**EXTRAIT DU DOCUMENT**
================

Claude Barfield : Comme je l’ai dit, je pense qu’indéniablement une perturbation initiale aurait lieu. Mais je pense que les obligations américaines sont fortes, et beaucoup sont prêts à investir dans ces dernières, c’est pourquoi je pense que cette perturbation sera éphémère. Elle pourrait être brutale, du moins initialement, si c’était inattendu, mais je pense qu’au final elle ne sera pas destructive pour l’économie des USA. Je pense que les établissements multilatéraux tels que la Banque mondiale et le FMI feraient forcément le nécessaire pour stabiliser l’économie mondiale, les marchés mondiaux.
Sputnik : Quels pays pourraient souhaiter le maintien d’une partie de la dette américaine à court terme ?
Claude Barfield : Les pays qui la détiennent. Je ne peux pas dire qui exactement, mais cela pourrait être un pays développé, tout pays européen; si vous êtes un pays émergent qui souhaite investir son argent dans des actifs sûrs, les titres américains restent parmi les plus sûrs du monde.
C’est difficile à dire, cela dépendra des besoins du pays en question, que ce soit le Brésil, la France, l’Allemagne ou le Japon — qui que ce soit. Je ne pense pas que les actions de la Chine se répercutent à long terme sur les décisions d’investir dans les obligations américaines.

================

**DONNÉES ENREGISTRÉES**

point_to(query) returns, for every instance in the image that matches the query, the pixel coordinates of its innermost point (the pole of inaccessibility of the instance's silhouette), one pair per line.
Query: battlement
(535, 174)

================

**CONSIGNE DE TRAVAIL A**
Reproduisez le passage de l'entretien sur la dette américaine en partant de « Sputnik : Quels » et en continuant jusqu'à « sûrs du monde. », et substituez « bons du Trésor américains » à « titres américains ».
**CONSIGNE DE TRAVAIL B**
Dans l'entretien sur la dette américaine, quels établissements multilatéraux feraient le nécessaire pour stabiliser l'économie mondiale ?
Les lignes ne sont pas nécessaires ici.

**RÉPONSE RÉDIGÉE A**
Sputnik : Quels pays pourraient souhaiter le maintien d’une partie de la dette américaine à court terme ?
Claude Barfield : Les pays qui la détiennent. Je ne peux pas dire qui exactement, mais cela pourrait être un pays développé, tout pays européen; si vous êtes un pays émergent qui souhaite investir son argent dans des actifs sûrs, les bons du Trésor américains restent parmi les plus sûrs du monde.

**RÉPONSE RÉDIGÉE B**
La Banque mondiale et le FMI.